* 読解用抜粋:

- - - -

בּ は、ベートという2番目の文字です。「〜の中に」又は英語のinを意味する前置詞です。
この文字は、ヘブライ語で「家」を意味するבּות (バイト)の省略形です。
家とは、家族が住む場所ですよね。ということは、創世記では、最初の1文字でいきなり「家族」が示されていると解釈してもよいかと思いました。
ראשות (レシート)は、「頭、初め」を意味する単語 ראש (ローシュ)が変化した形です。
新約聖書の観点からいうと、初子であり、教会のかしらでもあるキリストを予め暗示している、という解釈も成り立つではないかと思います。
ברא (バラー)
「創造する」又はcreateを意味する動詞です。時制に関しては、私もまだわかっていないので説明を割愛します。
日本語、英語、中国語、韓国語のいずれの言語でも、名詞の後に動詞が置かれますが、ヘブライ語では、名詞の前に動詞が置かれます。これが大きな違いです。
אלהים (エロヒーム)

- - - -

* 取り組む課題:
1. 上の抜粋によれば、ヘブライ語と日本語・英語・中国語・韓国語との大きな違いは何ですか？
2. 上の抜粋から、「בּ は、ベートという2番目」という語句を含むところで始まり「ます。これが大きな違いです。」で終わる部分を、一字も変えずに書き写してください。

- - - -

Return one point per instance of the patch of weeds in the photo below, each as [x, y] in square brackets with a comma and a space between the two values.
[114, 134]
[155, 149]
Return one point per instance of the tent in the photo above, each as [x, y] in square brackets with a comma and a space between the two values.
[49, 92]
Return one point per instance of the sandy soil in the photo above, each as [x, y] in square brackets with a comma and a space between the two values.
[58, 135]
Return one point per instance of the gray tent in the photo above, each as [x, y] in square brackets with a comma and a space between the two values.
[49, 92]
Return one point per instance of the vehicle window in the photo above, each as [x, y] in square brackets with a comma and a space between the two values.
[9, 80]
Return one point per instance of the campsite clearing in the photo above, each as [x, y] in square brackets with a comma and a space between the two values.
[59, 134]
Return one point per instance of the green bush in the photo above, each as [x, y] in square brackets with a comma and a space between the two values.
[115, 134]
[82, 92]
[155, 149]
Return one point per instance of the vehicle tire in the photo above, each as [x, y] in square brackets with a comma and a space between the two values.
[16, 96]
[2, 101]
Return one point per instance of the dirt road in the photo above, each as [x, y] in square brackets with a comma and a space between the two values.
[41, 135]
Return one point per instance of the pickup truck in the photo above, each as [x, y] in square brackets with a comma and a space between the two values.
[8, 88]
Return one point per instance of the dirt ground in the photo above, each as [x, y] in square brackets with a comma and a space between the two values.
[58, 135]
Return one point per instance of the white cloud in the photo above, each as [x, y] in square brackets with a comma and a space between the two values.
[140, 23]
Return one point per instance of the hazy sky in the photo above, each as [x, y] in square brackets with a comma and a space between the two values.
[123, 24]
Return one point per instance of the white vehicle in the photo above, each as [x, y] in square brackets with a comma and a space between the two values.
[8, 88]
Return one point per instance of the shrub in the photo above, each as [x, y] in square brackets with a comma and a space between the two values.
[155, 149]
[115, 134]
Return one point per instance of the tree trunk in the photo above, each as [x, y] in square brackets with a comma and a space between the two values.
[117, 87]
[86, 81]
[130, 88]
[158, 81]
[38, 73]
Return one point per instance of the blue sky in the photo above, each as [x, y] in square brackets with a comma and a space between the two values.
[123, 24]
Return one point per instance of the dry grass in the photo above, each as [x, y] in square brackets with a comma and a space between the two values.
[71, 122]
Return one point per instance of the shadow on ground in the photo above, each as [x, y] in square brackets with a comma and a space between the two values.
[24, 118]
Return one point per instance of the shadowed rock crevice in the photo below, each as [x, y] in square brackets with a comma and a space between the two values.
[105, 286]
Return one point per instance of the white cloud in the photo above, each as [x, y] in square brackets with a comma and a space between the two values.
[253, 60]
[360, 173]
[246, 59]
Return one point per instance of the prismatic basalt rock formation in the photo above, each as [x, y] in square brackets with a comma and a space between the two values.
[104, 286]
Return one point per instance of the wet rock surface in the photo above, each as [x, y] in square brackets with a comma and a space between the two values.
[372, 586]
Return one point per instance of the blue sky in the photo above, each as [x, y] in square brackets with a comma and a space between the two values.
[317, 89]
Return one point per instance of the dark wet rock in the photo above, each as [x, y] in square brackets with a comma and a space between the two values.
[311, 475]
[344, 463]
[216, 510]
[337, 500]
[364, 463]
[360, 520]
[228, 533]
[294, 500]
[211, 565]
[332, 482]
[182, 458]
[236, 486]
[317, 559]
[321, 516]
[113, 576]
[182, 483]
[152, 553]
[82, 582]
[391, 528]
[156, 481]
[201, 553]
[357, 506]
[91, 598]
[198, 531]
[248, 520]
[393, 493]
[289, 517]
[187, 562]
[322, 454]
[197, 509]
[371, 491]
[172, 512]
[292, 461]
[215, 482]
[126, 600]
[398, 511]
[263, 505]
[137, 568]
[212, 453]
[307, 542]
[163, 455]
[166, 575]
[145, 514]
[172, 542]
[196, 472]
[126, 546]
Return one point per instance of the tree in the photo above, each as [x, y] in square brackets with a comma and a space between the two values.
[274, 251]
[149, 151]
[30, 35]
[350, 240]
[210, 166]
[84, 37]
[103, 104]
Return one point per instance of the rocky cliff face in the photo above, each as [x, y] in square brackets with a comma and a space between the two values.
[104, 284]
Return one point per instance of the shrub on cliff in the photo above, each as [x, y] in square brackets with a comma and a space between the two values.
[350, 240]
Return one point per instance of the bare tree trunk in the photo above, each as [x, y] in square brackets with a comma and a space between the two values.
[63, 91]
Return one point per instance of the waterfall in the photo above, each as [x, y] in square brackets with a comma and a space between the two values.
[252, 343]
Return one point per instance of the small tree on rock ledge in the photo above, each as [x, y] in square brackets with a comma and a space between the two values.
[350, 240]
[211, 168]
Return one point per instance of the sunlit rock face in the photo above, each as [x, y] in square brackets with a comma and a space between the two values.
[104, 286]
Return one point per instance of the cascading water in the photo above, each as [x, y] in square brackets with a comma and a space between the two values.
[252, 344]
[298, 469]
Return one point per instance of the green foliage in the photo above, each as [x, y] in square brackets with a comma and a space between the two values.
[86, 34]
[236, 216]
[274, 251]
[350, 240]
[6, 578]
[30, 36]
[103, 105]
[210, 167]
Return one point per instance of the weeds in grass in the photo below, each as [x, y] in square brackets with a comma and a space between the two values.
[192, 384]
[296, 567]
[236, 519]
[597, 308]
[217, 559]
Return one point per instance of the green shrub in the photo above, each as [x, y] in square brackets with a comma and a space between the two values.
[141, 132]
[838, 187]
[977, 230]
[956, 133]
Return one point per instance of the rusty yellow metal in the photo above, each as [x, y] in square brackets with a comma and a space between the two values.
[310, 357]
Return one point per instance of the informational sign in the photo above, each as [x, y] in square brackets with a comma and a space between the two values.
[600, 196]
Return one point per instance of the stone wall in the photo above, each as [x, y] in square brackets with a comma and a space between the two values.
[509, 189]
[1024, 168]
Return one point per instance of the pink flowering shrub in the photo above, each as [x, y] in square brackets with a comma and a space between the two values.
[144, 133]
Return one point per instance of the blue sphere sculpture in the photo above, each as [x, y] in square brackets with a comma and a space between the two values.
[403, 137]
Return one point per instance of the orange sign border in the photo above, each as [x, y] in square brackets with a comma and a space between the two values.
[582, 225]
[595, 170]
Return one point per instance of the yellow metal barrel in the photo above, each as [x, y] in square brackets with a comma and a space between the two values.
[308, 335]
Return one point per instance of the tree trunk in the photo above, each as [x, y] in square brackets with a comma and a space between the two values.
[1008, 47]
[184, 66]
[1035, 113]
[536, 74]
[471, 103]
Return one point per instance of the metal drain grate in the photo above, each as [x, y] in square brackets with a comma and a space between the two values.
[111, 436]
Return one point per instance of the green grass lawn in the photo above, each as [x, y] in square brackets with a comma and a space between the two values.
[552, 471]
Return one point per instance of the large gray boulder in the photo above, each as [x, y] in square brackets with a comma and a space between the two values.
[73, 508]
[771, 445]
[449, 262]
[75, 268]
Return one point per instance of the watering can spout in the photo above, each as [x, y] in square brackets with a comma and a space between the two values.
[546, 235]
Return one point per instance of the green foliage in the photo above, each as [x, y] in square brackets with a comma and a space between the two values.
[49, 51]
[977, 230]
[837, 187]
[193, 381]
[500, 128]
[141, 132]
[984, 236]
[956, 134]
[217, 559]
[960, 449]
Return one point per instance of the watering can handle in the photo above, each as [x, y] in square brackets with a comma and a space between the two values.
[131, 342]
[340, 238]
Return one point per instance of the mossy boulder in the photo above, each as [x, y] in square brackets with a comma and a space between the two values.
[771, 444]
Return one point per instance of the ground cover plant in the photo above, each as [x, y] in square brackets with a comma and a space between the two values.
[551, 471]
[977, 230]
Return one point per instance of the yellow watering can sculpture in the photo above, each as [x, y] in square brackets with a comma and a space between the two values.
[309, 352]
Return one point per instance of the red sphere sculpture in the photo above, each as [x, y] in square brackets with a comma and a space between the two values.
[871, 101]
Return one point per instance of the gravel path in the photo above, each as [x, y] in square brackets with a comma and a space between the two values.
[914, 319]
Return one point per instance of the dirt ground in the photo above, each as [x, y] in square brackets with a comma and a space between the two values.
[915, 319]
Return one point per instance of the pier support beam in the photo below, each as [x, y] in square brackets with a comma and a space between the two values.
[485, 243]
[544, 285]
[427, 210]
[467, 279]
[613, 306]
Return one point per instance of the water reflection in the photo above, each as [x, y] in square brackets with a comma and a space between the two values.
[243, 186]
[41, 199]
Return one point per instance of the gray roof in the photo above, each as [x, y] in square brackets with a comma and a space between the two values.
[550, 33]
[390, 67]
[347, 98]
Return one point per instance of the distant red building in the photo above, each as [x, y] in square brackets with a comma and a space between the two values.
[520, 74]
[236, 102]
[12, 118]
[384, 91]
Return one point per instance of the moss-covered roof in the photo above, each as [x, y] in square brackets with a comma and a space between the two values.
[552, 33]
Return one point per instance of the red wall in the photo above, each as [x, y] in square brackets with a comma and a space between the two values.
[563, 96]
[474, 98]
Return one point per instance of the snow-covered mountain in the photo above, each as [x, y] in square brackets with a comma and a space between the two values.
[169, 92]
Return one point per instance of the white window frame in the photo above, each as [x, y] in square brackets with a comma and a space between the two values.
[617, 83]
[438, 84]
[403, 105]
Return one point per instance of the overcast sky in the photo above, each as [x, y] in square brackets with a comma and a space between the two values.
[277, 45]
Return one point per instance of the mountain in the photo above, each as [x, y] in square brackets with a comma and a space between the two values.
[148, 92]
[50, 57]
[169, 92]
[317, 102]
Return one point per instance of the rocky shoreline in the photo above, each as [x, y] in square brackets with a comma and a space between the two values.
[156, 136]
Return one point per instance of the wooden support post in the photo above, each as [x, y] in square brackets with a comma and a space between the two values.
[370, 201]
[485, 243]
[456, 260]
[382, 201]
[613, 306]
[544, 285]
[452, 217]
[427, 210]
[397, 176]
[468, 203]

- - - -

* 課題の解答:
1. ヘブライ語では、名詞の前に動詞が置かれることです。

2.
בּ は、ベートという2番目の文字です。「〜の中に」又は英語のinを意味する前置詞です。
この文字は、ヘブライ語で「家」を意味するבּות (バイト)の省略形です。
家とは、家族が住む場所ですよね。ということは、創世記では、最初の1文字でいきなり「家族」が示されていると解釈してもよいかと思いました。
ראשות (レシート)は、「頭、初め」を意味する単語 ראש (ローシュ)が変化した形です。
新約聖書の観点からいうと、初子であり、教会のかしらでもあるキリストを予め暗示している、という解釈も成り立つではないかと思います。
ברא (バラー)
「創造する」又はcreateを意味する動詞です。時制に関しては、私もまだわかっていないので説明を割愛します。
日本語、英語、中国語、韓国語のいずれの言語でも、名詞の後に動詞が置かれますが、ヘブライ語では、名詞の前に動詞が置かれます。これが大きな違いです。